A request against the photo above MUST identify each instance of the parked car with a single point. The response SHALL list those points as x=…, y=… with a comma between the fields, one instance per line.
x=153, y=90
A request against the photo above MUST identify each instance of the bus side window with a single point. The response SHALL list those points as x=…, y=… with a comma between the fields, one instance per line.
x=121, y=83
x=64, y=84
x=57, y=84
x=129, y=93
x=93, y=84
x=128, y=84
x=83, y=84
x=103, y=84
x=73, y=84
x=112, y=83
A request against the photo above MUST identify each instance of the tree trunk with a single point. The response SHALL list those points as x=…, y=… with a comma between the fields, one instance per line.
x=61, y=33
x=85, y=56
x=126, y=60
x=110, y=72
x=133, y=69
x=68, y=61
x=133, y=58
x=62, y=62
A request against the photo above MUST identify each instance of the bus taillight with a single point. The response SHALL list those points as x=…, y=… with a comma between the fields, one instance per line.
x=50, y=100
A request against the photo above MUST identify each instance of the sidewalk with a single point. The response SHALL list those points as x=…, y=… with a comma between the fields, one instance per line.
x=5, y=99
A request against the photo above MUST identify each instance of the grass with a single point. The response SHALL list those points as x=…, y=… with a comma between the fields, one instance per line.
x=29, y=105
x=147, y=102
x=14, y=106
☆ ☆ ☆ ☆ ☆
EXERCISE INSTRUCTIONS:
Repeat the whole listing exactly, with no omissions.

ANSWER SECTION:
A request against the photo above MUST identify each instance of the parked car with a single point. The response SHALL list those points as x=…, y=… with a comma between the fields, one instance per line.
x=153, y=90
A request against the photo above MUST identify each instance of the bus side window with a single point. The response SHALL list those points as x=…, y=… with a comma between the fields, one instance per line.
x=121, y=83
x=64, y=84
x=57, y=84
x=129, y=93
x=93, y=84
x=128, y=84
x=83, y=84
x=103, y=84
x=73, y=84
x=112, y=83
A request against the photo above MUST identify each instance of the tree trunk with a single point. The response SHALL list those points as x=…, y=… with a comma between the fields, one instance per line.
x=61, y=33
x=85, y=56
x=126, y=60
x=110, y=72
x=133, y=69
x=68, y=61
x=133, y=58
x=62, y=62
A request against the photo above MUST identify each instance of the bus taillight with a single point. The response SHALL list those points as x=…, y=… with a comma between the fields, one instance per line.
x=50, y=100
A request against the photo above MUST identify each instance of the sidewalk with a single point. The response SHALL list those points as x=…, y=… with a comma between the fields, one instance per line.
x=5, y=99
A request against the photo above MUST identify each instance of the grass with a single point. The response SHALL list those points as x=…, y=… with a comma between the fields, one instance per line.
x=29, y=105
x=147, y=102
x=14, y=106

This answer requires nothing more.